This exercise calls for an exact copy of the listing, with no pictures kept.

▶ _Input data_
---+---

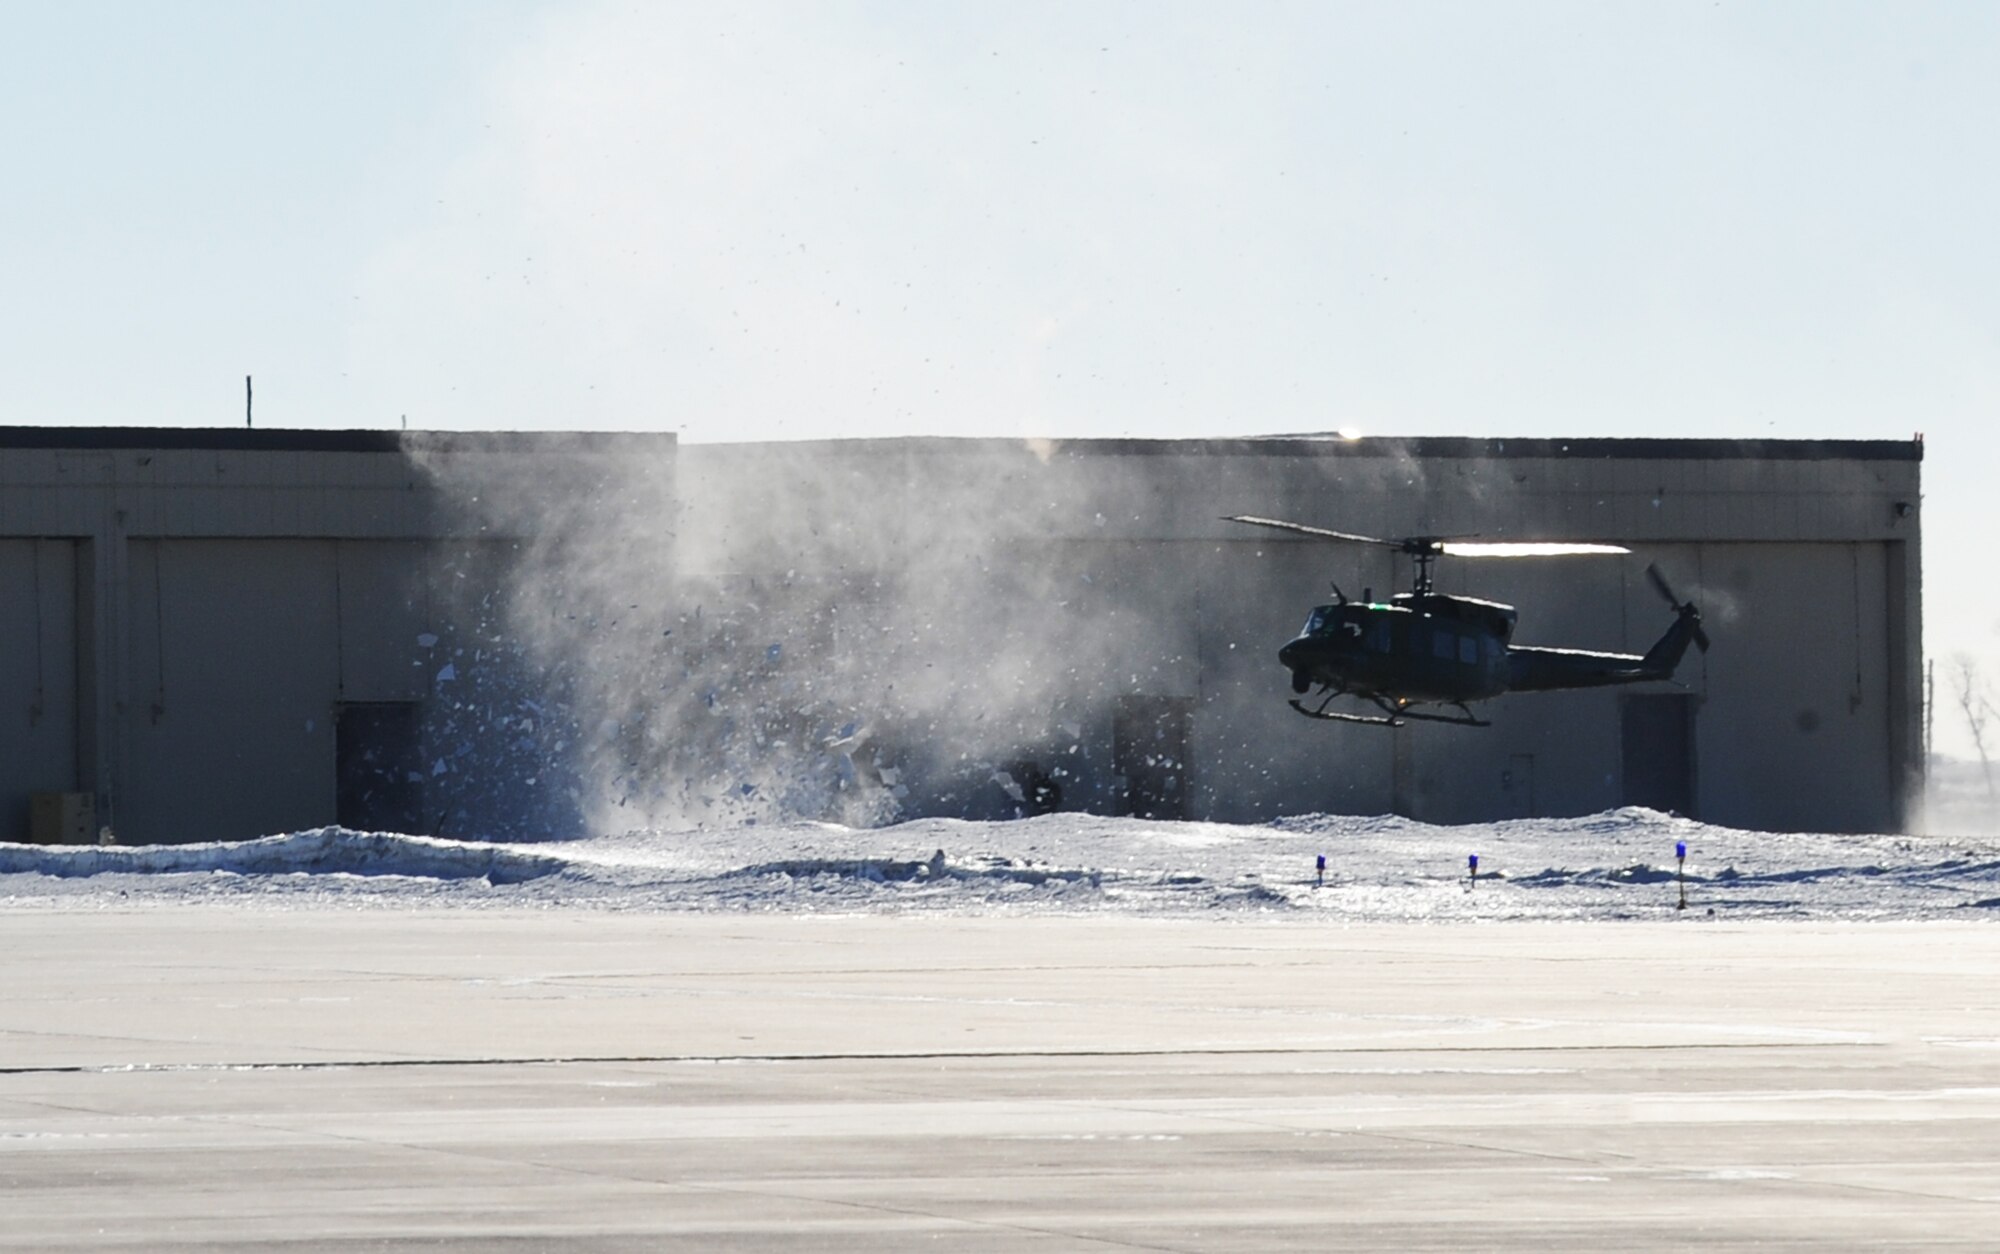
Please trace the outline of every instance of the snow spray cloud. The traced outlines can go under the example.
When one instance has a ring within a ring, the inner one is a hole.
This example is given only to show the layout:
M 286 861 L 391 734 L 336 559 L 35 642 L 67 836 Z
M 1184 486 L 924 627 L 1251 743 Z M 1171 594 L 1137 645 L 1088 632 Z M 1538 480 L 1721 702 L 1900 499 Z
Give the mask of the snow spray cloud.
M 1127 459 L 600 439 L 426 461 L 493 537 L 439 735 L 552 830 L 1084 799 L 1084 729 L 1180 661 L 1146 630 L 1172 580 L 1118 540 L 1149 508 Z
M 643 729 L 683 758 L 635 817 L 1089 798 L 1105 767 L 1085 729 L 1170 665 L 1147 630 L 1170 581 L 1117 569 L 1116 533 L 1157 508 L 1145 486 L 1125 459 L 1047 441 L 683 448 L 685 639 L 672 716 Z
M 672 444 L 652 437 L 407 437 L 450 519 L 427 580 L 436 665 L 425 809 L 452 835 L 588 830 L 605 746 L 658 653 Z M 643 521 L 634 526 L 643 526 Z M 616 530 L 617 543 L 605 539 Z

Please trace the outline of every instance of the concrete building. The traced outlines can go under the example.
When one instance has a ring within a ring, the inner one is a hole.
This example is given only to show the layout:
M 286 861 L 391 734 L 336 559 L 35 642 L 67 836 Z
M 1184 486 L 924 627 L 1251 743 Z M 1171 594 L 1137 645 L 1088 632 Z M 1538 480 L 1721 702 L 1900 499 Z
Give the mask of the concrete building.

---+---

▶ _Response box_
Please trace the outline of every instance of the snow spray cloud. The traced outlines can go under the example.
When one instance has a ring within a ring, the inner one is a hole.
This example is given only to show the layout:
M 286 861 L 391 734 L 336 559 L 35 642 L 67 836 Z
M 1184 486 L 924 627 L 1251 743 Z M 1171 594 L 1137 645 L 1088 632 Z M 1538 480 L 1721 702 L 1900 499 Z
Give the mask of the snow spray cloud.
M 1127 459 L 600 439 L 426 461 L 493 537 L 439 735 L 552 830 L 1084 799 L 1084 729 L 1180 661 L 1146 630 L 1172 580 L 1118 540 L 1149 508 Z
M 643 729 L 683 758 L 635 817 L 1089 798 L 1105 767 L 1085 729 L 1170 665 L 1147 630 L 1170 581 L 1117 569 L 1116 533 L 1157 508 L 1145 486 L 1125 459 L 1047 441 L 683 448 L 685 639 L 672 716 Z
M 672 444 L 652 437 L 407 437 L 450 519 L 427 580 L 436 665 L 425 809 L 452 835 L 588 830 L 605 746 L 658 653 Z M 643 521 L 634 526 L 643 526 Z M 616 530 L 617 543 L 605 539 Z

Please trace the outline of every instance of the concrete building. The traced outlines can go under the example.
When one instance has a ring within a ring, the inner one is a hole.
This example is given only to show the layout:
M 286 861 L 391 734 L 336 559 L 35 642 L 67 836 Z
M 1184 486 L 924 627 L 1251 743 Z M 1171 594 L 1137 645 L 1088 632 Z M 1538 480 L 1721 702 L 1900 499 Z
Give the mask of the concrete building.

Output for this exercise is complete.